INSTRUCTION 1. Reproduce the portion of the Toyota article below that runs from "Dan Chinoy and" up to and including "bright spot: China.".

SELECTED PASSAGE.
** start **
Dan Chinoy and Li Fangfang
China Daily
Publication Date : 12-03-2010

It may only be three months old but 2010 is already shaping up to be a terrible year for Toyota. After being forced to recall millions of its most popular models due to faulty brakes and accelerators, the Japanese giant has lost not only millions of dollars but also, for many people, its reputation for making some of the world's most reliable cars.

In the United States, sales dropped 8.7 per cent after customers shied away from the brand. Meanwhile, Ford, one of its biggest competitors, saw its February sales grow 43 per cent on last year.

But as Toyota struggles to repair its dented image - company president Akio Toyoda visited Beijing and Washington last month to deliver apologies for the quality problems - there is one bright spot: China.

Unlike the US, its competitors have been largely unable to capitalise on the scandal here to steal some of the automaker's market share.

Supported by the rapid growth of China's middle class and government policies, including nearly US$15 billion in tax breaks and subsidies designed to encourage consumption in the wake of the financial crisis, China passed the US as the world's largest auto market for the first time last year. Car purchases increased almost 50 per cent last year, bringing the number of cars on the country's road to about 31 million - five times more than in 2005.

It is this demand that has kept Toyota going in China. The company sold 626,886 units in 2009 and, despite the global recalls - which included the RAV-4 SUV in China - sales continued to rise in January and February, said the company. Only Volkswagen sells more cars.

"Toyota's recall in the US has had little impact on our business in China," said Zeng Qinghong, general manager of Guangzhou Automobile Industry Group (GAIG), which produces Toyota in China. "Demand in the market is still very robust."

With soaring demand and a major market leader reeling, why were Toyota's competitors unable to take advantage in China?
** end **
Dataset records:
** start **
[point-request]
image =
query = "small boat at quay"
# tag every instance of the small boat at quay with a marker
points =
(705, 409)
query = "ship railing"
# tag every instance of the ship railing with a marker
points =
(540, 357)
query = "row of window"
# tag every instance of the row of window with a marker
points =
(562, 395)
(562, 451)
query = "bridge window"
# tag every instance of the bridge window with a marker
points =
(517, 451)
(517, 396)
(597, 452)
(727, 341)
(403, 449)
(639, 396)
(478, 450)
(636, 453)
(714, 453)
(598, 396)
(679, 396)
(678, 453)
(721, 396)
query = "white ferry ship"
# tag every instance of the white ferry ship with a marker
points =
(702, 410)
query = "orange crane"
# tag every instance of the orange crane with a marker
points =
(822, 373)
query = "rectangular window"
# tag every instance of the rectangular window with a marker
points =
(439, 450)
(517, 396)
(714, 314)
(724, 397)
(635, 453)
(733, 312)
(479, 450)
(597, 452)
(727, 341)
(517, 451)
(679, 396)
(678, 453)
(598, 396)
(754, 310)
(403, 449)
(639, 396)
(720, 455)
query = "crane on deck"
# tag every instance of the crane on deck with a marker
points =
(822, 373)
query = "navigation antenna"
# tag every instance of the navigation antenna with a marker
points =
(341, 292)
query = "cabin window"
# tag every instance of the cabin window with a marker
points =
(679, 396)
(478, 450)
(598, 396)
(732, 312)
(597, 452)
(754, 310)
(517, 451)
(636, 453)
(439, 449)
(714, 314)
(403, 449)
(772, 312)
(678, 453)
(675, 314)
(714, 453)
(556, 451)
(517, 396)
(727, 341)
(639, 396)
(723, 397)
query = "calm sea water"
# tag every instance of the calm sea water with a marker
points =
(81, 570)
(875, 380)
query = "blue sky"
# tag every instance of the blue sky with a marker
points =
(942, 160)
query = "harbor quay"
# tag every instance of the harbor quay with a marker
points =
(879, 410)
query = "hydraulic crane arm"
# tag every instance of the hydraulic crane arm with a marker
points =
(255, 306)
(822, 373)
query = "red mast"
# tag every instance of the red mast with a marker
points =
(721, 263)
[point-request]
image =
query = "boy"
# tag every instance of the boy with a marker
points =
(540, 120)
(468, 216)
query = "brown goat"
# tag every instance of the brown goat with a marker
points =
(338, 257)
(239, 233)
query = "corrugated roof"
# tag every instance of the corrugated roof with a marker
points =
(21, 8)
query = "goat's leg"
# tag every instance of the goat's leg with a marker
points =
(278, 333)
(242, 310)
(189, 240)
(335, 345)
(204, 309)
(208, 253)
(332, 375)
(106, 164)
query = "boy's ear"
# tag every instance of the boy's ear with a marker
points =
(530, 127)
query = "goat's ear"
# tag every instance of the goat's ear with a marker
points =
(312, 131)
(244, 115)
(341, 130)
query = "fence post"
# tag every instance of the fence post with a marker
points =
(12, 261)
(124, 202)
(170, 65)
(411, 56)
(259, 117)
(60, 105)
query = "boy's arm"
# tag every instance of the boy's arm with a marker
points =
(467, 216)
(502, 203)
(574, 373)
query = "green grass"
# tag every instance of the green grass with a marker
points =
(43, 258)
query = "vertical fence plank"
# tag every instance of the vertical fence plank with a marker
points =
** end **
INSTRUCTION 2. Gather every line of the listing above that contains the word "navigation".

CORRECT RESULT 1.
Dan Chinoy and Li Fangfang
China Daily
Publication Date : 12-03-2010

It may only be three months old but 2010 is already shaping up to be a terrible year for Toyota. After being forced to recall millions of its most popular models due to faulty brakes and accelerators, the Japanese giant has lost not only millions of dollars but also, for many people, its reputation for making some of the world's most reliable cars.

In the United States, sales dropped 8.7 per cent after customers shied away from the brand. Meanwhile, Ford, one of its biggest competitors, saw its February sales grow 43 per cent on last year.

But as Toyota struggles to repair its dented image - company president Akio Toyoda visited Beijing and Washington last month to deliver apologies for the quality problems - there is one bright spot: China.

CORRECT RESULT 2.
query = "navigation antenna"
# tag every instance of the navigation antenna with a marker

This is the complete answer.